# Problem details
Retype verbatim the lines of the listing, from the very first through the line with "eyelid -> box".

***** Input data

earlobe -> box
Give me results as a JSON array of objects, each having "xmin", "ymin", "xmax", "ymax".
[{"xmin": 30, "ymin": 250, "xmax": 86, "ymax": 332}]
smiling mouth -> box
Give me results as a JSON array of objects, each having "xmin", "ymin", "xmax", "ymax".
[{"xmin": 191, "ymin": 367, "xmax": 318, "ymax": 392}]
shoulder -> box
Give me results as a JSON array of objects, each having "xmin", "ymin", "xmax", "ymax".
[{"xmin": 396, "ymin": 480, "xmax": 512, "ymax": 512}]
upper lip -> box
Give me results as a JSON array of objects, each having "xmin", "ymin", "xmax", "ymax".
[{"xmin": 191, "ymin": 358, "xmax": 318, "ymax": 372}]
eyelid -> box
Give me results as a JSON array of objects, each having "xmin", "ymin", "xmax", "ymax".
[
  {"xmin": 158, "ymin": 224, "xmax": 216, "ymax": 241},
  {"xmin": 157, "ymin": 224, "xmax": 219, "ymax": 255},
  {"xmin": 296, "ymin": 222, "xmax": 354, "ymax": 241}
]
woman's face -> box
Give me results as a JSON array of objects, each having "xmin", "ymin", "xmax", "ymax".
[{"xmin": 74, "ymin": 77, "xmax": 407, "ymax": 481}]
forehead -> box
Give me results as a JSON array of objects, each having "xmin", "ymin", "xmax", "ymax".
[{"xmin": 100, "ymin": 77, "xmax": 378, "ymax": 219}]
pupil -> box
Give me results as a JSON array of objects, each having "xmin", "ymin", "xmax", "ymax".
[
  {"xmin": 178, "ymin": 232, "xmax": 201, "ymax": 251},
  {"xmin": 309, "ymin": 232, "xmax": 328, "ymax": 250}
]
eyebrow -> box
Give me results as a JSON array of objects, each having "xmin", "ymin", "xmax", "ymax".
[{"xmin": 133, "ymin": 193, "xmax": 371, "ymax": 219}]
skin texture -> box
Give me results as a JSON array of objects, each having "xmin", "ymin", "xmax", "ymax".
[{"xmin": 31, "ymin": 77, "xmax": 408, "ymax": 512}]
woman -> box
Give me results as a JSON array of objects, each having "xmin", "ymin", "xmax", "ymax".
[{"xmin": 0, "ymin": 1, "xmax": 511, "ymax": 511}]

**********

# Exercise answer
earlobe -> box
Give me results as a JSON array of objects, each having "xmin", "ymin", "xmax", "ymax".
[{"xmin": 30, "ymin": 250, "xmax": 86, "ymax": 332}]
smiling mouth -> box
Give me results as a JSON array of objects, each having "xmin", "ymin", "xmax", "ymax".
[{"xmin": 191, "ymin": 367, "xmax": 318, "ymax": 392}]
shoulder -> box
Give me results as a JSON array of objects, each having "xmin", "ymin", "xmax", "ymax".
[{"xmin": 396, "ymin": 480, "xmax": 512, "ymax": 512}]
upper lip -> box
Give me results as a JSON array of objects, each having "xmin", "ymin", "xmax", "ymax".
[{"xmin": 191, "ymin": 358, "xmax": 318, "ymax": 372}]
eyelid -> box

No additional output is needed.